Excerpts from a location annotation dataset
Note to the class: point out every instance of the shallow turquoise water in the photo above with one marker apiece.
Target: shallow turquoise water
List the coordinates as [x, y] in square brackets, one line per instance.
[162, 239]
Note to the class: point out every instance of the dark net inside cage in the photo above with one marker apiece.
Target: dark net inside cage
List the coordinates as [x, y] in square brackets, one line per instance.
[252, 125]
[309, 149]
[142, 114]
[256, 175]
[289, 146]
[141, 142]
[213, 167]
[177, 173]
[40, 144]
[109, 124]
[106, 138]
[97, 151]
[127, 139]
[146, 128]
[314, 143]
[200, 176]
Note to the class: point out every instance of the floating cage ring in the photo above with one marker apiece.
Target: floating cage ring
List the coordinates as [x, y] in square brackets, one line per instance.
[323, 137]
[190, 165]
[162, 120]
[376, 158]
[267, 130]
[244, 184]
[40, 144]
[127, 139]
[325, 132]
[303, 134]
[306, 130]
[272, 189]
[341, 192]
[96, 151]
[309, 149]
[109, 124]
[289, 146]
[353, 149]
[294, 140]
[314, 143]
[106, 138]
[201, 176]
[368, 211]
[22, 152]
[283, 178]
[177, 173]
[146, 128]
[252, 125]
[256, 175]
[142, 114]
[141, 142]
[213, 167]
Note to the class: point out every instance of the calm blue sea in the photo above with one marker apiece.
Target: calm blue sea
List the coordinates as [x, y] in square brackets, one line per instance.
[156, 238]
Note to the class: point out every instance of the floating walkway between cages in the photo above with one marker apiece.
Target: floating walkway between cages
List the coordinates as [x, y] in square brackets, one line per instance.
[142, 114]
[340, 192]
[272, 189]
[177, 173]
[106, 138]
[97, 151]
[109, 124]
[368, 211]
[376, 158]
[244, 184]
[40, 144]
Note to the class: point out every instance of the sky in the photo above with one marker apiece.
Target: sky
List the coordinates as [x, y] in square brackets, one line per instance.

Aim of the exercise:
Reproduce the listing, swapping "one marker apiece" for "a single marker each" wherever it occurs and leaving everything else as it is.

Written solution:
Note to the class: point out every instance of the shallow turquoise water in the photo above with a single marker each.
Target: shallow turquoise water
List the coordinates as [x, y] in square brackets, one line per instance.
[162, 239]
Note to the class: point out every instance of the dark net inside cage in the photo above with a single marker each.
Target: dark net inside cage
List the coordinates as [x, y] in square brackets, one line per instance.
[252, 125]
[309, 149]
[142, 114]
[256, 175]
[289, 146]
[141, 142]
[213, 167]
[177, 173]
[40, 144]
[109, 124]
[106, 138]
[97, 151]
[127, 139]
[146, 128]
[314, 143]
[200, 176]
Note to the class: point out every instance of the floating cage ring in the photo above with a single marker each.
Target: floating cage ring
List the coordinates as [x, y] in square brackets, one line per instance.
[323, 137]
[190, 165]
[162, 120]
[376, 158]
[267, 130]
[244, 184]
[40, 144]
[127, 139]
[325, 132]
[303, 134]
[306, 130]
[272, 189]
[341, 192]
[96, 151]
[309, 149]
[109, 124]
[289, 146]
[353, 149]
[294, 140]
[314, 143]
[106, 138]
[201, 176]
[368, 211]
[22, 152]
[283, 178]
[177, 173]
[146, 128]
[252, 125]
[256, 175]
[142, 114]
[141, 142]
[213, 167]
Note to the class: point out every instance of the calm blue sea in the photo above with a single marker each.
Target: calm blue sea
List the coordinates as [x, y] in square brackets, one line per instance.
[156, 238]
Note to the class: point out every instance of the floating walkway between cages in the photo above with a single marker each.
Target: floating walkway between cages
List the coordinates as [x, y] in square brackets, one line per instance.
[142, 114]
[340, 192]
[272, 189]
[177, 173]
[106, 138]
[97, 151]
[109, 124]
[368, 211]
[376, 158]
[244, 184]
[40, 144]
Note to the class: point out every instance of the sky in the photo above with a single marker each.
Target: sky
List the coordinates as [x, y] in square brackets, one line per instance.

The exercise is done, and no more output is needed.